## Given text
::::

Gemtuzumab ozogamicin is the first and only antibody-targeted chemotherapy agent approved by the U.S. Food and Drug Administration (FDA) for use in patients with acute myelogenous leukemia. Gemtuzumab consists of a highly specific and minimally immunogenic humanized murine anti-CD33 monoclonal antibody that is conjugated with a highly potent cytotoxic agent, calicheamicin. Gemtuzumab’s monoclonal antibody component targets the CD33 antigen—expressed on the leukemic cells but not on the pluripotent stem cells or nonhematologic cells—thus delivering the cytotoxic calicheamicin directly to the cancer cells. Gemtuzumab is indicated for use in patients with relapsed acute myelogenous leukemia who are 60 years or older or who are unable to tolerate chemotherapy. Indeed, phase II studies have shown overall remission rates of approximately 30% in patients receiving gemtuzumab (gemtuzumab package insert). Adverse events observed with gemtuzumab may include fever, chills, nausea, vomiting, asthenia, diarrhea, abdominal pain, headache, stomatitis, dyspnea, and hypokalemia (Data on file. Wyeth Pharmaceuticals).

Nursing Management Strategies: Gemtuzumab Administration
In patients who have relapsed acute myelogenous leukemia and are undergoing gemtuzumab treatment, careful nursing assessment and management strategies are essential (Table 1). Important points to remember are to alert the pharmacy that gemtuzumab will be required, to schedule administration early in the day, and to schedule administration early or mid-week. “Because of the immediate neutropenia and thrombocytopenia that occurs, monitoring is necessary and scheduling administration before the weekend is not recommended,” Ms. Shannon-Dorcy said. In addition, with gemtuzumab, the anti-tumor agent works inside the cell; therefore, corticosteroids may be used.

According to Ms. Shannon-Dorcy, continuing research results with gemtuzumab have been promising. This agent is currently being studied as a single agent in cases of APL in which patients have high-risk cytogenetics, and in combination regimens for induction therapy in acute myelogenous leukemia (Table 2). “These potential treatment options provide us with cautious optimism for the future. We continue, one step at a time, to work toward the elimination of cancer from the lives of our patients,” Ms. Shannon-Dorcy concluded.

Table 1. Nursing Assessment and Management Strategies with Gemtuzumab

Patient Care
  • Patient should be scheduled for early morning administration
  • Provide hydration at maintenance
  • Give two doses 14 days apart
  • Instruct patient regarding immediate neutropenia and thrombocytopenia
Nursing Assessment
  • Vital signs, pre- and post-administration
  • Pretreatment laboratory tests: CBC, LFTs, electrolytes. Monitor post-infusion
  • Premedicate with diphenhydramine 50 mg po, methylprednisolone 50 mg IV.

::::

## Data to examine
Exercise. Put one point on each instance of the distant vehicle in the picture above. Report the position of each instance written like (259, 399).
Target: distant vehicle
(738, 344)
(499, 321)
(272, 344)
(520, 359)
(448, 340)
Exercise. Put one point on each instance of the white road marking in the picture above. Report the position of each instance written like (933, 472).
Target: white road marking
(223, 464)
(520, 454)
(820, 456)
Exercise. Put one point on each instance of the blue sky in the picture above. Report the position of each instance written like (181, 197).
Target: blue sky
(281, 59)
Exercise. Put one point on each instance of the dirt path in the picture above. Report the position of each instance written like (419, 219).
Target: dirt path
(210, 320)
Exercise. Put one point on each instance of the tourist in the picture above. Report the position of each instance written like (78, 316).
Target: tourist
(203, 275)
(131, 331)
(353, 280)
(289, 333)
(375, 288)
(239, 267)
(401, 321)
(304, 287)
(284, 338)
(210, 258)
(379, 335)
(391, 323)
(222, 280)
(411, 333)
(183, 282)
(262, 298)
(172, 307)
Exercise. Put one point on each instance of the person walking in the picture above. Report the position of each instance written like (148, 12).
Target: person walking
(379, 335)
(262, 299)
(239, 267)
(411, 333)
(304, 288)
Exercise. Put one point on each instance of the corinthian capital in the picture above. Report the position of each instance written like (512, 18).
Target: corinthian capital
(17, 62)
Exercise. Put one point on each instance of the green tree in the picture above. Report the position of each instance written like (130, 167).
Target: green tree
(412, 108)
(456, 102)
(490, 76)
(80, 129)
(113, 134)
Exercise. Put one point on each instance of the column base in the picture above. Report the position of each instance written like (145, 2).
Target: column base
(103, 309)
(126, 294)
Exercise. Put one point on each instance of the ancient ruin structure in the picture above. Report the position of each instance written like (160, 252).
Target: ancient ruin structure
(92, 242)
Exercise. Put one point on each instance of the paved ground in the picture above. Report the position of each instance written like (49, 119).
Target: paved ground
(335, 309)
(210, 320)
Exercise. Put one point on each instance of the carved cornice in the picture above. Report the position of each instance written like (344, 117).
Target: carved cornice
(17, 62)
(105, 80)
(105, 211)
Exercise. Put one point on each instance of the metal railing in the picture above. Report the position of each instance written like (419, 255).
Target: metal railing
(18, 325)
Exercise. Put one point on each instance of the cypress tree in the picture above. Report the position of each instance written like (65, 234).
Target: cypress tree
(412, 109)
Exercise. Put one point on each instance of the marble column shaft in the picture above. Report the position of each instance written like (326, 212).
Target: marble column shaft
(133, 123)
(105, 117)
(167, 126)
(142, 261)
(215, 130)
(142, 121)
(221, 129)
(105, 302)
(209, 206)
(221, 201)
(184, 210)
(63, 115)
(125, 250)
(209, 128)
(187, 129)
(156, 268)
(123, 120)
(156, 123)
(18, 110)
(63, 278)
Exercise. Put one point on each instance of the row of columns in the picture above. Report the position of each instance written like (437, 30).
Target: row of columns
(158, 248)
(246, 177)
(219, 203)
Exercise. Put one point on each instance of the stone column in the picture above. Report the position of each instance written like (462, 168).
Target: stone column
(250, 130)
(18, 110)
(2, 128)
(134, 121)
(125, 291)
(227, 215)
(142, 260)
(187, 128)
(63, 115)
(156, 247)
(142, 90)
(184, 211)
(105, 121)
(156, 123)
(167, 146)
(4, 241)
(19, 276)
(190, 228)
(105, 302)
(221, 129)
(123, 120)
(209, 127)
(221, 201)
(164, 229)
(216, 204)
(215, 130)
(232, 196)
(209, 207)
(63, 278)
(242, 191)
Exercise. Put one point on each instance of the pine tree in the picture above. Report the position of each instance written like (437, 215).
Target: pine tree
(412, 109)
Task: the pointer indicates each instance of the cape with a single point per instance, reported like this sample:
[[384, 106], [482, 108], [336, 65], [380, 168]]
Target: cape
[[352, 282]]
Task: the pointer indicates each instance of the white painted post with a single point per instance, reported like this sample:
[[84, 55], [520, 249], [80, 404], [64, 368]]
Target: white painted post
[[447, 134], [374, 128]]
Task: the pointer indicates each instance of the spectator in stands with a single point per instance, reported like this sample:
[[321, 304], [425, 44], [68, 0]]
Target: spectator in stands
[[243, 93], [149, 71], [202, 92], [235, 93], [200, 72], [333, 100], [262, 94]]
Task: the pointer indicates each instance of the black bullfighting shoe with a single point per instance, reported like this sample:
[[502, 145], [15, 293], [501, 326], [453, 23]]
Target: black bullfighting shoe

::::

## Your task
Transcribe the part of the gemtuzumab text starting at "Patient Care" and ending at "methylprednisolone 50 mg IV.".

## Reply
Patient Care
  • Patient should be scheduled for early morning administration
  • Provide hydration at maintenance
  • Give two doses 14 days apart
  • Instruct patient regarding immediate neutropenia and thrombocytopenia
Nursing Assessment
  • Vital signs, pre- and post-administration
  • Pretreatment laboratory tests: CBC, LFTs, electrolytes. Monitor post-infusion
  • Premedicate with diphenhydramine 50 mg po, methylprednisolone 50 mg IV.